▸ **EXCERPT PROVIDED**
Each boy and girl enjoys holidays much more when there’s a chance to leave the city and go to a different place. New people and places around create a background for so many various experiences! Our family was lucky enough to own a cabin in the woods. It was a place for all our holidays: Christmas and New Year vacations, summers, and even spring and autumn were sometimes spent there. This cabin has become a treasured memory not only for me, but also for the whole family and, even though no one has visited the place for many years, we still remember it with a warm smile. The cabin in the woods in our family has become a synonym to “the old days”, which were full of serene fun, comfort, and adventure.
A stranger would have never recognized the cabin from the road. One had to turn from the highway and go down a small road for another 15 minutes. But the first trick was to find the right turn. The main road was going through the forest, with multiple small trails going deep into the woods. At first, shortly after father bought the cabin, he used to make mistakes and turn earlier (and once we ended up in a grey gloomy swamp that smelled like wet dogs), or later, and in that case we ended either in a summer camp that looked pretty sinister when abandoned for the cold season, or on one of the local farms, which stood miles away from each other, but have always been very welcoming with their smiling tanned owners and warm sweet cocoa. It was quite hard to find the right path, but after some 10 wrong turns we’ve clearly remembered the right one. Even now I can easily make a turn after a dozen or so birches and right before the old oak with an enormous hollow at the very bottom.
After a right through the forest, down a bumpy and rocky passage through the trees that made some half a dozen turns and which no one dared to call a road, we ended up at the cabin. It was neither a luxury country house, nor a forest shack. A steady single-store building built in the middle of the 20th century was quite enough to give warmth and comfort to one family. With three bedrooms, a common room with fireplace and a tiny kitchen, this house was some kind of a safe heaven for all of us. It looked simple both outside and inside. Although it lacked stable electricity and proper plumbing, a huge fireplace that kept us warm on stormy November eves compensated it. The house had a wonderful summer terrace with a lake view, which was really loud on sunny days when warm sunrays were jumping between the leaves, glittering on the water surface and reflecting from the entire shiny kitchenware that mother brought for lunch.
There was one huge oak table on the outside. It could easily fit not only our noisy family, but also another twenty people. It seemed like this summer-table compensated for the lack of any family dinner space inside. The kitchen was too little for anything but the most necessary, while the common room was full of coffee tables. I think, there were at least three or four of them, and each of the tables (they were of different heights and sizes) held a mismatched lamp. It did not take us much time to turn this lack of comfort into a lot of fun. We’ve invented numerous games with eating at different table each day of Christmas or sitting altogether in a tight circle and pretending that we’re having a cold-cold winter. Even without a common table there were other things that united us.
Nothing reminds of the memory as its’ smell. Sometimes it happens unexpectedly – you breathe in, close your eyes and see the picture of a Christmas morning or a summer afternoon. And each time I hear the smell of wet wood I go back in the memories to rainy days in the cabin. Although we tried to stay inside (I say “tried” because it is hard to keep children in a room when there’s a whole world of various snails and frogs), windows were always open, and the smell of wet woods from the outside mixed with the burning fire inside. And when it rained really heavily, we, kids, set near the open window, breathed in the wet smell of the rainy forest and told each other stories of weird creatures that lived deep in the forest.
That cabin, our “old days” and “safe heaven”, will be the place in which I’ve experienced the most magical moments of my life. It was a life on the edge between reality and magic, when each day brought some new events and ideas and each night we went to sleep with a bunch of things to remember. Of course, most of those childhood memories have gone, but the overall picture of the wooden cabin on the lakeside, huge summer table and tiny kitchen will remain the safe place of my memory.

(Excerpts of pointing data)

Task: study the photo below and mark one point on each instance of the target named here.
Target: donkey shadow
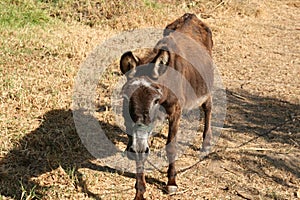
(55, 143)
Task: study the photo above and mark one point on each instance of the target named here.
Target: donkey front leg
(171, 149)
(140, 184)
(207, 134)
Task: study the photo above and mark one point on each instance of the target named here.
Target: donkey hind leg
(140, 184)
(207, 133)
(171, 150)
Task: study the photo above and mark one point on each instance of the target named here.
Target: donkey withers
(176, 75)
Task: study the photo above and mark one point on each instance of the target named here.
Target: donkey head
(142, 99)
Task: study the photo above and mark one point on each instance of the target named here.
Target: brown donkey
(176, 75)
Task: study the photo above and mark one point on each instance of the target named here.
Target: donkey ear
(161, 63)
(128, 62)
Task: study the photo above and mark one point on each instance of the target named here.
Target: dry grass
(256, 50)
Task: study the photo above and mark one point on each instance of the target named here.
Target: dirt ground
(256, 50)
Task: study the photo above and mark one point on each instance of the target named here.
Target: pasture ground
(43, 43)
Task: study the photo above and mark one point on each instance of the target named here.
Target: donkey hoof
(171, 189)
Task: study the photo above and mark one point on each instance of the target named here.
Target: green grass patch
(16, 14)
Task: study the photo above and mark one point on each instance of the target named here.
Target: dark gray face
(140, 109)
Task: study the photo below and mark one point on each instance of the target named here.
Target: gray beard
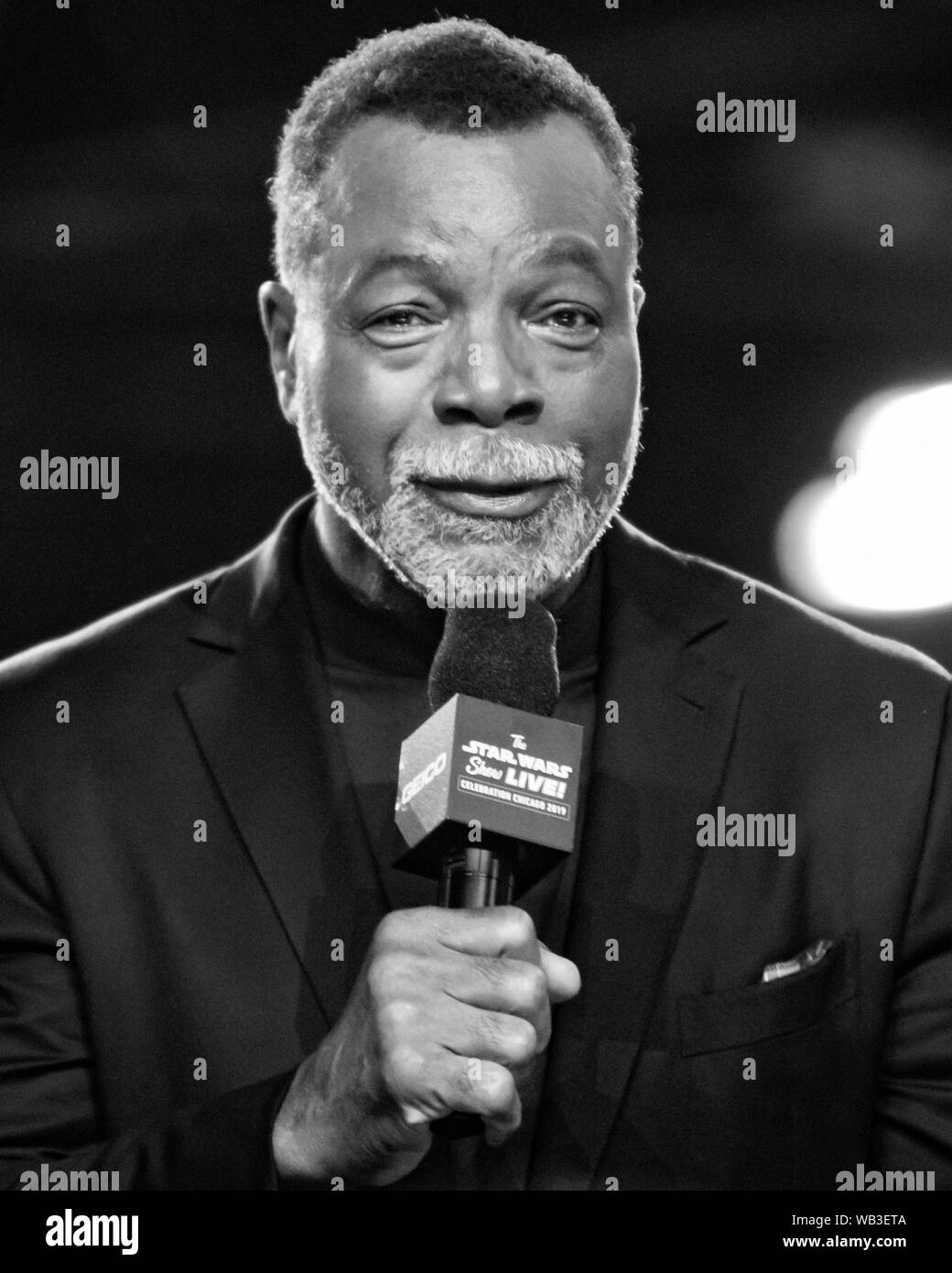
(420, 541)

* * *

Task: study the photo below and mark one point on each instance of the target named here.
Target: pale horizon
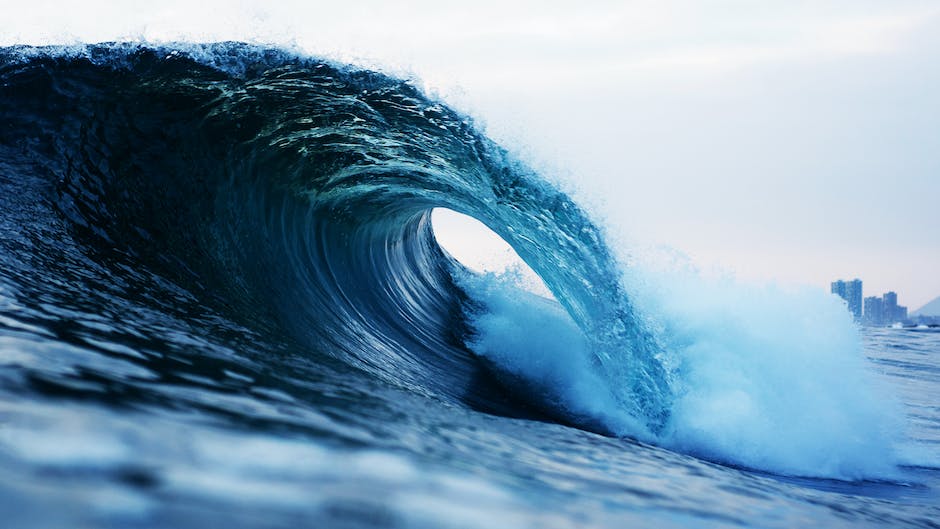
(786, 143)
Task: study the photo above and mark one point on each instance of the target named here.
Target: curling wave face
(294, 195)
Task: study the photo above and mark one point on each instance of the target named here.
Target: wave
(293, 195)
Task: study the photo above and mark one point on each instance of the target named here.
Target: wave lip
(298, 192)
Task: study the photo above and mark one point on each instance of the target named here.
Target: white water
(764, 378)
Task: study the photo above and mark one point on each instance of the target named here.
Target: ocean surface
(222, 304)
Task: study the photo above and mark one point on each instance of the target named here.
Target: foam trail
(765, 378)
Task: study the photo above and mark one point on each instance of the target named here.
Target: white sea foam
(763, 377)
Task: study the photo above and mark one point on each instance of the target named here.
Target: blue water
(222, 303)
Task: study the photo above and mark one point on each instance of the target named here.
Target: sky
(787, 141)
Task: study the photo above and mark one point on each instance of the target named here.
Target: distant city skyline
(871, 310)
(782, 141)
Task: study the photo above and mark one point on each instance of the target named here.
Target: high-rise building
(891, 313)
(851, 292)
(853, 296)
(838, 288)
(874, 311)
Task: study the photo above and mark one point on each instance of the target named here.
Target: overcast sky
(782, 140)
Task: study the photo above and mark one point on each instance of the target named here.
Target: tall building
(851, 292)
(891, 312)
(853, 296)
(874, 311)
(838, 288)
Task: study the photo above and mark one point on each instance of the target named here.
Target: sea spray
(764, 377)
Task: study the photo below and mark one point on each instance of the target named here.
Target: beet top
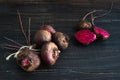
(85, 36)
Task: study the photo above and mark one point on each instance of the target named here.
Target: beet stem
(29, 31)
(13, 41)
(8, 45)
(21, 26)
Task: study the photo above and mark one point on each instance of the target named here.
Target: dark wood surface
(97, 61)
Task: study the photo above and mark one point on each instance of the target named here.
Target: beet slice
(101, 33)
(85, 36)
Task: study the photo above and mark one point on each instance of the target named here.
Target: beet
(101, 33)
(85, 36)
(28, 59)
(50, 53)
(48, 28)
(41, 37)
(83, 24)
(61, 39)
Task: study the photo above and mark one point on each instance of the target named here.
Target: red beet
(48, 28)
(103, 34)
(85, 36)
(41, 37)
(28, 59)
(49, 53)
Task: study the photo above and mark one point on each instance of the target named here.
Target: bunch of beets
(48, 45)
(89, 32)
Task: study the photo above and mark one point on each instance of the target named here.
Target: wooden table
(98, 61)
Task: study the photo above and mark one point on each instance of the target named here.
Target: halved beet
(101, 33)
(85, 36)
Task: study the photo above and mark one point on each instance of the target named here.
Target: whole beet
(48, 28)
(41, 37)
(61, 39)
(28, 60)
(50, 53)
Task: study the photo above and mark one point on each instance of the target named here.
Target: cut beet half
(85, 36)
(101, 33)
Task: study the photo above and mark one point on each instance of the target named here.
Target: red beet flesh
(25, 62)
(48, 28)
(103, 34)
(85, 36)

▸ **WORK TO COMPLETE**
1. Translate this sentence from the essay about the family cabin into Spanish: "A stranger would have never recognized the cabin from the road."
2. Print the passage of the essay about the family cabin between "Each boy and" and "comfort, and adventure.", inclusive.

▸ **PER-TASK OUTPUTS**
1. Un desconocido nunca habría reconocido la cabaña desde la carretera.

2.
Each boy and girl enjoys holidays much more when there’s a chance to leave the city and go to a different place. New people and places around create a background for so many various experiences! Our family was lucky enough to own a cabin in the woods. It was a place for all our holidays: Christmas and New Year vacations, summers, and even spring and autumn were sometimes spent there. This cabin has become a treasured memory not only for me, but also for the whole family and, even though no one has visited the place for many years, we still remember it with a warm smile. The cabin in the woods in our family has become a synonym to “the old days”, which were full of serene fun, comfort, and adventure.